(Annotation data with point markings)

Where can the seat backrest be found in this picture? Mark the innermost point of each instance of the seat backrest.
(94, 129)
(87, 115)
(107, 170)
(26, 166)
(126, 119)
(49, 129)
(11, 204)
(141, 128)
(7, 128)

### [The request]
Render the material above as a Markdown table with two columns, Row and Line. Number each non-blank line in order and leave out any blank lines.

### [The answer]
| Row | Line |
|---|---|
| 1 | Where can the seat backrest be found in this picture? Mark the innermost point of each instance of the seat backrest. |
| 2 | (94, 129) |
| 3 | (87, 115) |
| 4 | (107, 170) |
| 5 | (26, 166) |
| 6 | (126, 119) |
| 7 | (49, 129) |
| 8 | (11, 204) |
| 9 | (141, 128) |
| 10 | (7, 128) |